Treść zadania »
Wybierz z poniższych pozycji każdy wiersz zawierający słowo „farthest” i przepisz go w całości. Wielkość liter ma znaczenie.

○ ○ ○ ○ ○ ○ ○

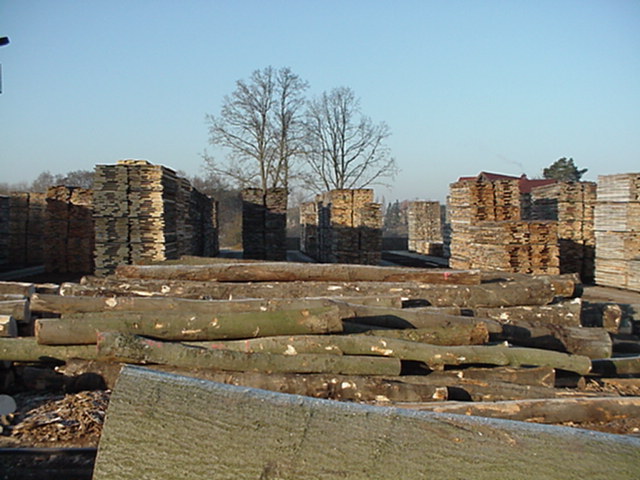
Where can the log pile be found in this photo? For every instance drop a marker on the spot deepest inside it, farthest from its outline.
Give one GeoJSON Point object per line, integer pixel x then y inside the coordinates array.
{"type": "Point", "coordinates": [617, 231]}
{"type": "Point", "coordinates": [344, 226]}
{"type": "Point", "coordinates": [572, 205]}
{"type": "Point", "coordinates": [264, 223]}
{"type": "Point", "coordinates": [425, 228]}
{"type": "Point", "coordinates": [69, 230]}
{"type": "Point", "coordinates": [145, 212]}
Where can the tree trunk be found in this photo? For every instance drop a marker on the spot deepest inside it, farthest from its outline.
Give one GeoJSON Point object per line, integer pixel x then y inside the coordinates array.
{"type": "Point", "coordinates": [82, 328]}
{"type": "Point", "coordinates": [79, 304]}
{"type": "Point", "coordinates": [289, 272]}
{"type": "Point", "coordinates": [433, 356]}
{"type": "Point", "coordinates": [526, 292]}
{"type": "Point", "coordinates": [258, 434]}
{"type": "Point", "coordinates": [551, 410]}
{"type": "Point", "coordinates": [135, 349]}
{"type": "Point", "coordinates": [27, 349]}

○ ○ ○ ○ ○ ○ ○

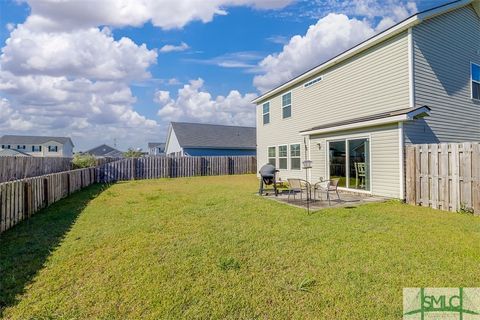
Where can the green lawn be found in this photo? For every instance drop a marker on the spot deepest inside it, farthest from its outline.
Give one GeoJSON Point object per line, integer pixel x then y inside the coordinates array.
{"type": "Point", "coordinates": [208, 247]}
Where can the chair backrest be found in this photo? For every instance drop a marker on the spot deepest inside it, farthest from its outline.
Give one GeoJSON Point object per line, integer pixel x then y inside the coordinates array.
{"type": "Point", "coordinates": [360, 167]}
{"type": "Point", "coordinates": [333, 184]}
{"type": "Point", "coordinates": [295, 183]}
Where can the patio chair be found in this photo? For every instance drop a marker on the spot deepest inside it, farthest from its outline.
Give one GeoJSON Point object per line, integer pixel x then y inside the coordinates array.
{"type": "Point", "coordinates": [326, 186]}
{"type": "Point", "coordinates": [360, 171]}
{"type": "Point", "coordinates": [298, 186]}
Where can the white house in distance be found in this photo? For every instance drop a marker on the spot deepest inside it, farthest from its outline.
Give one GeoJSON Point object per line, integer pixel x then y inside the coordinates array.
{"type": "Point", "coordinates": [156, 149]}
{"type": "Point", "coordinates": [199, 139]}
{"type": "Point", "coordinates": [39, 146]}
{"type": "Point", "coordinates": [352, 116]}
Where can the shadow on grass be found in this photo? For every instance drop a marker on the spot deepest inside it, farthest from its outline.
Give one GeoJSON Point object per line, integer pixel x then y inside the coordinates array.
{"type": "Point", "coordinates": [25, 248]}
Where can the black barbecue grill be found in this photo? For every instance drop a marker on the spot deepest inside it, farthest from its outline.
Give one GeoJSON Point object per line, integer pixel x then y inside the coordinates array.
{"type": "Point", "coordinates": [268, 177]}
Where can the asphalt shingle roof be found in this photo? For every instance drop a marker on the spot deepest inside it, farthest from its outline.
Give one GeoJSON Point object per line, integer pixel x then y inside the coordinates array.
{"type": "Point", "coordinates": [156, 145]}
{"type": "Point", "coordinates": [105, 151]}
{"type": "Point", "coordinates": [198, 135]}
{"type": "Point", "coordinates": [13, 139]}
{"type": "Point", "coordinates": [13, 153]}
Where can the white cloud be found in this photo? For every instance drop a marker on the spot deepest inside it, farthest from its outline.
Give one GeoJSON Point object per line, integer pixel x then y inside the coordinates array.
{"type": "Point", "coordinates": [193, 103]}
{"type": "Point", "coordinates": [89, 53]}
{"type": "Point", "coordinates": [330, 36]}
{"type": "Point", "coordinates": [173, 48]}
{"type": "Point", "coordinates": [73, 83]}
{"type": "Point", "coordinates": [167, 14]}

○ ○ ○ ○ ○ ○ ○

Odpowiedź »
Where can the log pile be found in this photo? For every instance drop a marker on the spot deepest inside it, farthest from its outline.
Where can the tree trunk be found in this photo? For every instance drop a marker on the spot deepest inside it, farthest from its outline.
Where can the green lawn be found in this photo? For every instance drop a marker on the spot deepest inside it, farthest from its outline.
Where can the chair backrest be found in this photo? For every instance drop a marker on the spot deepest inside it, farthest from its outline.
Where can the patio chair be found in this photo? For every instance drop a marker on the spot deepest inside it, farthest from its outline.
Where can the white house in distance be found in this photo? For every instance drop a marker on the spot deepest inside it, farthest from its outline.
Where can the shadow on grass be found in this photo? For every instance drop a marker on the spot deepest inside it, farthest from its outline.
Where can the black barbecue grill be found in this photo? For every instance drop a marker on the spot deepest inside it, farthest from its outline.
Where can the asphalt shingle roof be found in this photo? For every instance drop a marker on the spot deepest inside it, farthest from its outline.
Where can the white cloud be found in this photo? For every instance drop a marker on the spot deepest inside it, farthest from its outline.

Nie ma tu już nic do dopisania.